■ DATA:
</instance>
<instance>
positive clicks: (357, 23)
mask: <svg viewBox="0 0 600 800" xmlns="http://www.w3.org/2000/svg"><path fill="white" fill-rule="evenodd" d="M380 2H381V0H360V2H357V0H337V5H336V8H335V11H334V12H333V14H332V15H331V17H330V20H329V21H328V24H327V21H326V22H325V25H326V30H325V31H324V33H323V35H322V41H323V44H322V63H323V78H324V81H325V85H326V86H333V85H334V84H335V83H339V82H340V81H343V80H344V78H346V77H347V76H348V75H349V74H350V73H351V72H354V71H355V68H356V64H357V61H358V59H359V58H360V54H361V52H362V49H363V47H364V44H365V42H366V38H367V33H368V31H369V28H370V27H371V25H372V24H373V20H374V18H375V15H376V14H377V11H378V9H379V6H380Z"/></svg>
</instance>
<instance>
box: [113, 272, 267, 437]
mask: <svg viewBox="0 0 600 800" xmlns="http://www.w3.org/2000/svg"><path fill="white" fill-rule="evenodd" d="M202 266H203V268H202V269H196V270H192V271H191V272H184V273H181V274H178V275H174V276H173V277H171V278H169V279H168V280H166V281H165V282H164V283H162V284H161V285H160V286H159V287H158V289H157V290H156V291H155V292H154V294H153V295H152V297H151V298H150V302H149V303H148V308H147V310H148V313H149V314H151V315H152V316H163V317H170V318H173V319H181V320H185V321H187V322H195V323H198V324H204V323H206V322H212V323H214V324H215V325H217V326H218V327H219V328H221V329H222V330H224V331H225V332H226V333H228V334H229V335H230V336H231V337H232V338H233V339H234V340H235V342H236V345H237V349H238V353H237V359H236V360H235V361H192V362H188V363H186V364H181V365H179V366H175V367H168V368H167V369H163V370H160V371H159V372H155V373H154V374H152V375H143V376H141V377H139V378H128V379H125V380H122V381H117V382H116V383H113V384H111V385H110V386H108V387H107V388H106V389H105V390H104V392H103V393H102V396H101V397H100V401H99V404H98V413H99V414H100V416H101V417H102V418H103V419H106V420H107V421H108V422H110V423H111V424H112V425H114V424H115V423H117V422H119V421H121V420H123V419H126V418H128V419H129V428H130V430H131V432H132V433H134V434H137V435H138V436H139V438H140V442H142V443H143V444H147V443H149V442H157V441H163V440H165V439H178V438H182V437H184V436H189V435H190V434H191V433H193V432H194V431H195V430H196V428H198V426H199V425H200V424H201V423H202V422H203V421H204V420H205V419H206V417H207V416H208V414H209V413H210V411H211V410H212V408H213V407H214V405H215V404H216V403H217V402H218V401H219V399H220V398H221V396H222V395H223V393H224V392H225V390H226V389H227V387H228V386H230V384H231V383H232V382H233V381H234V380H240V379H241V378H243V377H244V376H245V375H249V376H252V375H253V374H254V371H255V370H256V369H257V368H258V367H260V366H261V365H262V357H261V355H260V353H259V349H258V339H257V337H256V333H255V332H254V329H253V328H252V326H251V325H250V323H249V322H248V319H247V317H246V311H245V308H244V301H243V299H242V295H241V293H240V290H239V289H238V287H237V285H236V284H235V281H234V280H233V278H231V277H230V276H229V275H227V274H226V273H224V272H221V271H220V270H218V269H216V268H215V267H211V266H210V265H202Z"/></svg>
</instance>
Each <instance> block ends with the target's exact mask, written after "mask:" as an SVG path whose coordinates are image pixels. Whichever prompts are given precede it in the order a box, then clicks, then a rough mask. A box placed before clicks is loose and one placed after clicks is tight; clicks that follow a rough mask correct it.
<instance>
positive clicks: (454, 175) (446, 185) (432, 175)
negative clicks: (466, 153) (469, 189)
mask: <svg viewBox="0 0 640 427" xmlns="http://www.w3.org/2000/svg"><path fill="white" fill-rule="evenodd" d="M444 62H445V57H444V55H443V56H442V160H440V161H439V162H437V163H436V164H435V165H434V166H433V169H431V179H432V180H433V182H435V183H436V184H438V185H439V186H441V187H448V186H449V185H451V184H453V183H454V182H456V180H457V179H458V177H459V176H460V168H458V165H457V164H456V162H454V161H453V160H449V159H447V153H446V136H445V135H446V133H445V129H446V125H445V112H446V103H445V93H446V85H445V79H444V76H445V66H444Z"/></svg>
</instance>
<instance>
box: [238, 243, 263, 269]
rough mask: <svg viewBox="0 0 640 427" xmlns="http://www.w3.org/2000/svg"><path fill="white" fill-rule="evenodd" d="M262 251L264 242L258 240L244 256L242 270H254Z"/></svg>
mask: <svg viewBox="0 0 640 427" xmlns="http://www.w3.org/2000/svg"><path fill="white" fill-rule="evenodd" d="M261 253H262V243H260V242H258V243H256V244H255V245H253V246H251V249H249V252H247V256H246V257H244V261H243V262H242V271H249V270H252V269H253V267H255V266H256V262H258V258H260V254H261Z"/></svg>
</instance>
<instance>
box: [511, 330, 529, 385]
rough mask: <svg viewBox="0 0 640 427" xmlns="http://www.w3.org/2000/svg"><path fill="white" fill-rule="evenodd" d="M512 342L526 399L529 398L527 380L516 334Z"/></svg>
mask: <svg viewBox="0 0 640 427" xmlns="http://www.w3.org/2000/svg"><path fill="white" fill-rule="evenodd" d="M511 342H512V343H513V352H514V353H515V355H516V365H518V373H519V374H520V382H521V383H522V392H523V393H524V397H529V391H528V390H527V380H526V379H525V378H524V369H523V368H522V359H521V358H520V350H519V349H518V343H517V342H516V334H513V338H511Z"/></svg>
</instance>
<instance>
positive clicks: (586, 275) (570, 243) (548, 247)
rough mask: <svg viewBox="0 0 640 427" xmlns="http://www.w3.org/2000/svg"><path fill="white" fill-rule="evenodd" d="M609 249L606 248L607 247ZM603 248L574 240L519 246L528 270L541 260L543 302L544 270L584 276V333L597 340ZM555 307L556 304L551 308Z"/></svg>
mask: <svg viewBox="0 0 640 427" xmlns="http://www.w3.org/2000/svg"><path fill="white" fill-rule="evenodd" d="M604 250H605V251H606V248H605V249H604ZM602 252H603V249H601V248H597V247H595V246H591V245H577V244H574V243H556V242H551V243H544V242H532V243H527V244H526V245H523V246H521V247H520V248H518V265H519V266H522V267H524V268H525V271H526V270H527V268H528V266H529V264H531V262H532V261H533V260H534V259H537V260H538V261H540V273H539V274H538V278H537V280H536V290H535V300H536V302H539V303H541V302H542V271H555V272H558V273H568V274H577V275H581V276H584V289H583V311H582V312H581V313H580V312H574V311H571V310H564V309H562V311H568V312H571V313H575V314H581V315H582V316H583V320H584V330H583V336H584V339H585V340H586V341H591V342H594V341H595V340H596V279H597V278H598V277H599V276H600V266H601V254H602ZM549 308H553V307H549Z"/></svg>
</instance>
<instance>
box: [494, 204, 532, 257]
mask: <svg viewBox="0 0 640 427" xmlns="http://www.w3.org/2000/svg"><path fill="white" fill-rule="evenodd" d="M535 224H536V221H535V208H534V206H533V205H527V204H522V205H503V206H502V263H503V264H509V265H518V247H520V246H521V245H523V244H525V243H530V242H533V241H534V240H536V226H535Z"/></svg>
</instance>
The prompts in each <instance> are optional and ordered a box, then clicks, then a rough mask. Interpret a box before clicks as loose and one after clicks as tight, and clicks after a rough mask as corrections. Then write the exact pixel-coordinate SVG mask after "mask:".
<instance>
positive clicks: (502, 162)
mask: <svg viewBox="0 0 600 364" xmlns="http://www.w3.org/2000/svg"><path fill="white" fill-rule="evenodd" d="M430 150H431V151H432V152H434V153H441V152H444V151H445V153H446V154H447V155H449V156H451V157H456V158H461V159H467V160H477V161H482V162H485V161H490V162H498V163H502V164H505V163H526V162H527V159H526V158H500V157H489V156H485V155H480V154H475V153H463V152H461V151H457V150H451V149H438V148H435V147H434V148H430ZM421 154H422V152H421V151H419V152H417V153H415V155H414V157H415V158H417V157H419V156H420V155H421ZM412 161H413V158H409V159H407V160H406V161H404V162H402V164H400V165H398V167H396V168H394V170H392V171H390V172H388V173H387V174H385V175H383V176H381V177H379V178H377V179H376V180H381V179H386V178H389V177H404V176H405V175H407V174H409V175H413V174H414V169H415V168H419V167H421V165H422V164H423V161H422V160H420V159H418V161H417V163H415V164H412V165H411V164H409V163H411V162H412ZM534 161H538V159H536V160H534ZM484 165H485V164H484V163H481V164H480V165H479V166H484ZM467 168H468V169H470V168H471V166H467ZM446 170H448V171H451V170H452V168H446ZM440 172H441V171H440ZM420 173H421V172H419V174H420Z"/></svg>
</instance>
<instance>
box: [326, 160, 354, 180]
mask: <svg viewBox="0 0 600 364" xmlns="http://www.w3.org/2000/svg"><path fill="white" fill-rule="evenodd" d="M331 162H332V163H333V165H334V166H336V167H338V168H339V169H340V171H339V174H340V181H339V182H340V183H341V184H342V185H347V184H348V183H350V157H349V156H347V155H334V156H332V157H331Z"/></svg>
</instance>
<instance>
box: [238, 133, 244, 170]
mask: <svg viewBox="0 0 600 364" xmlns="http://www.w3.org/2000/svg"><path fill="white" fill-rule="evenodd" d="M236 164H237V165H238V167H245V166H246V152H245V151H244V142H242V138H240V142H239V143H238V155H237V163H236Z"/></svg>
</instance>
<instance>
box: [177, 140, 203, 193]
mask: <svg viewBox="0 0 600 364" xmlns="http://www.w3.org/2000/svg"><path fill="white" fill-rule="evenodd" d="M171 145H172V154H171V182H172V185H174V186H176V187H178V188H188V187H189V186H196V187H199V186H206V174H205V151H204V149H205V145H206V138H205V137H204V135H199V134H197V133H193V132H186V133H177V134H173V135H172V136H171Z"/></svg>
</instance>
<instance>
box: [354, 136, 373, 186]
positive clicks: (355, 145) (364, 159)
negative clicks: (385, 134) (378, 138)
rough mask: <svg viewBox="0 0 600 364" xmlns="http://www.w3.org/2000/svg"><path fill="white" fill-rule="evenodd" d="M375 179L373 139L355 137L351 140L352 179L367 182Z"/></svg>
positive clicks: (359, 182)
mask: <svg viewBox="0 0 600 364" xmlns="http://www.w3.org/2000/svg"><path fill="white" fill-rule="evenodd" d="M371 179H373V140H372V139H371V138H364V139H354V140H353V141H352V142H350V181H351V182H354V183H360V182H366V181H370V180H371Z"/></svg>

■ INSTRUCTIONS TO FOLLOW:
Give back exactly the lines from the one that contains "179L373 139L355 137L351" to the end of the data above, both of those lines included.

■ RESPONSE TO THIS TASK:
rough mask: <svg viewBox="0 0 600 364" xmlns="http://www.w3.org/2000/svg"><path fill="white" fill-rule="evenodd" d="M375 179L373 139L355 137L351 140L352 179L367 182Z"/></svg>
positive clicks: (359, 182)
mask: <svg viewBox="0 0 600 364" xmlns="http://www.w3.org/2000/svg"><path fill="white" fill-rule="evenodd" d="M371 179H373V140H372V139H371V138H364V139H354V140H353V141H352V142H350V181H351V182H354V183H360V182H366V181H370V180H371Z"/></svg>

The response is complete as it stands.